======== MATERIAL

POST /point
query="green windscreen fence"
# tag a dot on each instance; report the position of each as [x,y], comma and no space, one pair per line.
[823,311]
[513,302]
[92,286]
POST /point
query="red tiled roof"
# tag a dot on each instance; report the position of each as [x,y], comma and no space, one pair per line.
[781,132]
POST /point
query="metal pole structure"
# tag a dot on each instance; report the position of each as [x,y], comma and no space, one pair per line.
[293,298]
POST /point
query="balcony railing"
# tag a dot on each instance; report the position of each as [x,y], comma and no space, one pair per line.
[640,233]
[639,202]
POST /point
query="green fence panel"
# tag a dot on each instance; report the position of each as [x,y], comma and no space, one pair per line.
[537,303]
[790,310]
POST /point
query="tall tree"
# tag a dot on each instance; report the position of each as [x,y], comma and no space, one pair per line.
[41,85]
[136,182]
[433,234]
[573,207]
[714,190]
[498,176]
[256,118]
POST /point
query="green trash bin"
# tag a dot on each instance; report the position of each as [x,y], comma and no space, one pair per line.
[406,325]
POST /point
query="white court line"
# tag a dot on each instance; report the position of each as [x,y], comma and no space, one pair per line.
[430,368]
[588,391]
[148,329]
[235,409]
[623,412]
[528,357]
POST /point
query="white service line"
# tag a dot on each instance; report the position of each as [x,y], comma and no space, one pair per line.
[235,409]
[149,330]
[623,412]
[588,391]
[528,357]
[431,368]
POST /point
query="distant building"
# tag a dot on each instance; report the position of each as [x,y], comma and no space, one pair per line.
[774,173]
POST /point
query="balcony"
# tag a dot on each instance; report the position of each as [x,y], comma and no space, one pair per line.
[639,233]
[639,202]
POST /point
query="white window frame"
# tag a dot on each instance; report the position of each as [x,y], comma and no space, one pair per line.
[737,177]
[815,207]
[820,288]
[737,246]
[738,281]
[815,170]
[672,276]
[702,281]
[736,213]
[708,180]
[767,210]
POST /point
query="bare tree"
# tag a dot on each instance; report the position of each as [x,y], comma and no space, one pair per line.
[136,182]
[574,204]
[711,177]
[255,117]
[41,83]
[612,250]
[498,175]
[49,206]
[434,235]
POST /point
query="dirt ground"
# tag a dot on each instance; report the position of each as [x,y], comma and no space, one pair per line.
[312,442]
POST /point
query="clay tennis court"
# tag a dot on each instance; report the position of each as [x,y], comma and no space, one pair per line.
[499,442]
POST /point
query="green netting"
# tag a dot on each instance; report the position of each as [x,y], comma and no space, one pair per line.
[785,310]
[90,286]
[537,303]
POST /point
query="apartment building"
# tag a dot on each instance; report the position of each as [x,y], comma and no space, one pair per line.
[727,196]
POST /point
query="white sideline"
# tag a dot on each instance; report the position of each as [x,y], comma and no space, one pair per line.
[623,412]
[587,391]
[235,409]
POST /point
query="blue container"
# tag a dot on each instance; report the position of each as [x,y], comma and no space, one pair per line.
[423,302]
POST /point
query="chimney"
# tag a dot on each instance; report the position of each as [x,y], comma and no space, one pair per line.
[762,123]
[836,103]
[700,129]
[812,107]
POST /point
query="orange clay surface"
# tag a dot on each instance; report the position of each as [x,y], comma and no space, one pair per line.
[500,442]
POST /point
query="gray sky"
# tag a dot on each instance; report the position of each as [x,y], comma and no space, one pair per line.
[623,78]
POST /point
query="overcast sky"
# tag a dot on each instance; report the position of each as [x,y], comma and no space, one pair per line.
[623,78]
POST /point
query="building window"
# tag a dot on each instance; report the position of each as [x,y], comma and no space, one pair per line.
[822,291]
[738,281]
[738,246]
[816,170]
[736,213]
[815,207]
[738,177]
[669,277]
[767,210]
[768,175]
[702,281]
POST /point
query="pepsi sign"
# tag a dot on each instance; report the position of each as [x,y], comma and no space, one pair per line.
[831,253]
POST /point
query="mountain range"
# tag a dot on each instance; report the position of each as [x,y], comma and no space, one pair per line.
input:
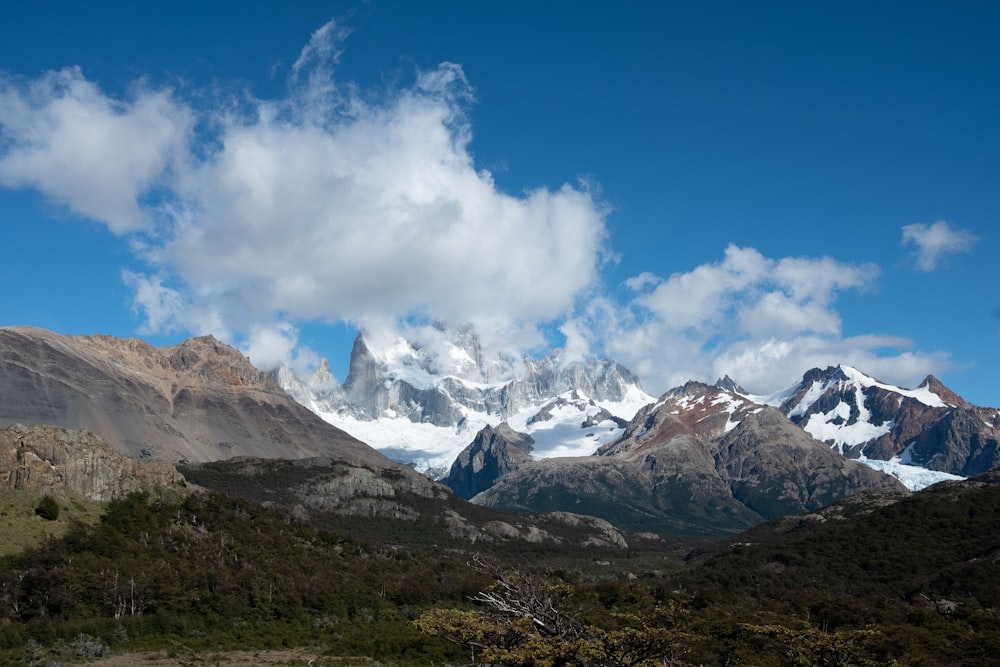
[422,401]
[525,436]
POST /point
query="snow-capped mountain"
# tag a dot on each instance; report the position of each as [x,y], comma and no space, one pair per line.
[928,433]
[421,402]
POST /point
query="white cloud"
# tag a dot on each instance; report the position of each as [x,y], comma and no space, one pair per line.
[96,155]
[759,320]
[332,204]
[935,242]
[326,205]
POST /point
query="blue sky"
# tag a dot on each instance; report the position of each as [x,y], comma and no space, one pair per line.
[694,189]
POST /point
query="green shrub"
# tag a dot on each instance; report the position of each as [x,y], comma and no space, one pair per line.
[48,508]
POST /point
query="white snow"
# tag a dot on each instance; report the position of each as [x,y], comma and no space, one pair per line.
[429,448]
[913,477]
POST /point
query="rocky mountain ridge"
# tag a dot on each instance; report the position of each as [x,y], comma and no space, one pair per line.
[700,461]
[231,427]
[421,402]
[199,400]
[929,426]
[52,460]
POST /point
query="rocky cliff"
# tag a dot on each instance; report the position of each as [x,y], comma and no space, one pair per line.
[495,452]
[199,400]
[701,461]
[929,426]
[51,460]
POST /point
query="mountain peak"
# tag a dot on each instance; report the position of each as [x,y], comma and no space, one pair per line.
[729,384]
[935,386]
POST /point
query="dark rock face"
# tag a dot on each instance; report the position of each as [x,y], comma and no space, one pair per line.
[699,462]
[199,400]
[930,426]
[964,441]
[495,452]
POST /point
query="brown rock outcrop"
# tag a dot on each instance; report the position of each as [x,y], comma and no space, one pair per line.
[51,460]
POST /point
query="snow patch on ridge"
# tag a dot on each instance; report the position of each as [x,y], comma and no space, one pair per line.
[912,477]
[432,449]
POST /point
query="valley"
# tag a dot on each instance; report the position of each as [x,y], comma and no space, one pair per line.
[708,527]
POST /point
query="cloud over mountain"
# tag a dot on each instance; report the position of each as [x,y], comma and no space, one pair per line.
[333,203]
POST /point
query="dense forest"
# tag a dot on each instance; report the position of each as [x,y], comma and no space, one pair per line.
[914,582]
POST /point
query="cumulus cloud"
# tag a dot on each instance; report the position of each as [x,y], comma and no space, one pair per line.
[98,156]
[326,205]
[333,204]
[762,321]
[932,243]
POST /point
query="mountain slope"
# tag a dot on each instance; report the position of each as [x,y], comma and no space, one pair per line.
[701,461]
[421,402]
[199,400]
[929,426]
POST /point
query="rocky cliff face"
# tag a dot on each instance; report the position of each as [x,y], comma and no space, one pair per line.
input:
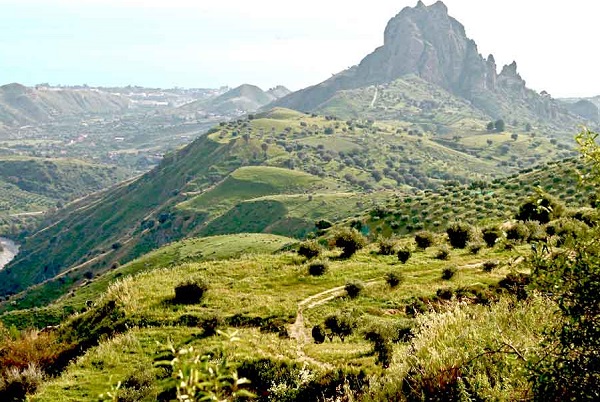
[426,41]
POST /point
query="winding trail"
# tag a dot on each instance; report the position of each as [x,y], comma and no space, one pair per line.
[298,330]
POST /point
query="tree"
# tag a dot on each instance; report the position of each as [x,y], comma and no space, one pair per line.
[571,275]
[349,240]
[499,125]
[459,234]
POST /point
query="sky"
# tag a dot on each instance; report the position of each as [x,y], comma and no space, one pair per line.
[208,44]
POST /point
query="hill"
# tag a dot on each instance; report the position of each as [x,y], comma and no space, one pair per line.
[20,105]
[426,42]
[294,167]
[243,99]
[31,186]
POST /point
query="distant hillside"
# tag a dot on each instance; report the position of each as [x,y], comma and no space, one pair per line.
[426,42]
[243,99]
[20,105]
[276,172]
[31,186]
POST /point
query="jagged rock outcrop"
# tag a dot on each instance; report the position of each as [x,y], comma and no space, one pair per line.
[427,42]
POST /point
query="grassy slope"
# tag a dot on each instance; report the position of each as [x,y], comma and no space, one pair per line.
[190,250]
[492,202]
[272,286]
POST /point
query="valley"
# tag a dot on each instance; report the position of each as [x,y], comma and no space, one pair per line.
[421,226]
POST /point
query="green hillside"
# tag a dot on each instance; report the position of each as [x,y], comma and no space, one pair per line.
[193,191]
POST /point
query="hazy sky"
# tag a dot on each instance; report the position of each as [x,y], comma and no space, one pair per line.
[206,43]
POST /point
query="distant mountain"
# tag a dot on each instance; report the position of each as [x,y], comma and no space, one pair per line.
[21,105]
[243,99]
[588,108]
[426,42]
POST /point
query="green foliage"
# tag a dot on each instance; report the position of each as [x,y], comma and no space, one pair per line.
[404,255]
[318,268]
[443,253]
[190,291]
[542,208]
[354,289]
[393,279]
[448,273]
[424,239]
[518,231]
[310,249]
[349,240]
[318,334]
[459,234]
[387,246]
[341,326]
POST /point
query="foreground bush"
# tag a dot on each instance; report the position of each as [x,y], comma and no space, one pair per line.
[468,353]
[309,249]
[353,289]
[491,235]
[404,255]
[459,234]
[317,268]
[349,240]
[190,291]
[387,246]
[424,239]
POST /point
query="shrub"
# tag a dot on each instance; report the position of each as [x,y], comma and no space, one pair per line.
[340,326]
[424,239]
[443,253]
[190,291]
[353,289]
[309,249]
[459,234]
[518,231]
[542,208]
[16,383]
[393,279]
[489,266]
[317,268]
[387,246]
[210,325]
[475,247]
[349,240]
[403,255]
[448,273]
[444,294]
[318,333]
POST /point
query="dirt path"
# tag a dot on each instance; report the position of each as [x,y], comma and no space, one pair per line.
[298,330]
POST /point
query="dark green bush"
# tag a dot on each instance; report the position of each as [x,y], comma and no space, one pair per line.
[349,240]
[309,249]
[443,253]
[542,208]
[387,246]
[353,289]
[190,291]
[317,268]
[459,234]
[404,255]
[424,239]
[448,273]
[318,334]
[393,279]
[518,231]
[475,247]
[489,266]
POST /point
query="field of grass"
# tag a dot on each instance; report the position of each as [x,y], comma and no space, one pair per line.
[262,294]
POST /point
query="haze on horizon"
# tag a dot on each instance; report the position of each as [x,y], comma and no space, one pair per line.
[194,44]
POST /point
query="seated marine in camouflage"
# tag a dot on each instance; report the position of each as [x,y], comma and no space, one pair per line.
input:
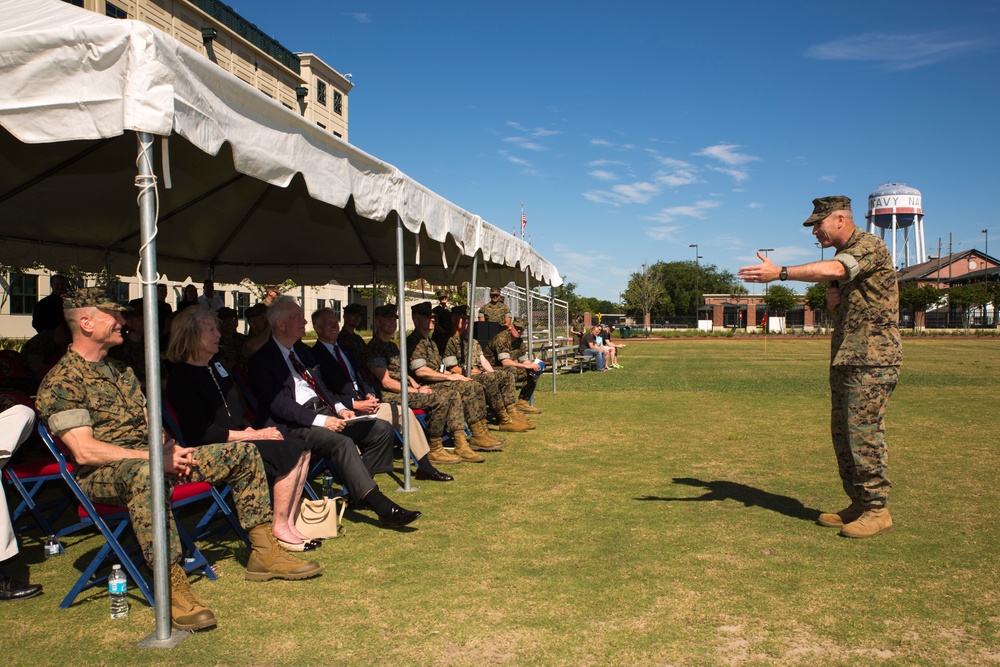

================

YOUR TASK: List each line of the listing above that contains the string "hillside".

WORKED ANSWER:
query="distant hillside"
query="green hillside"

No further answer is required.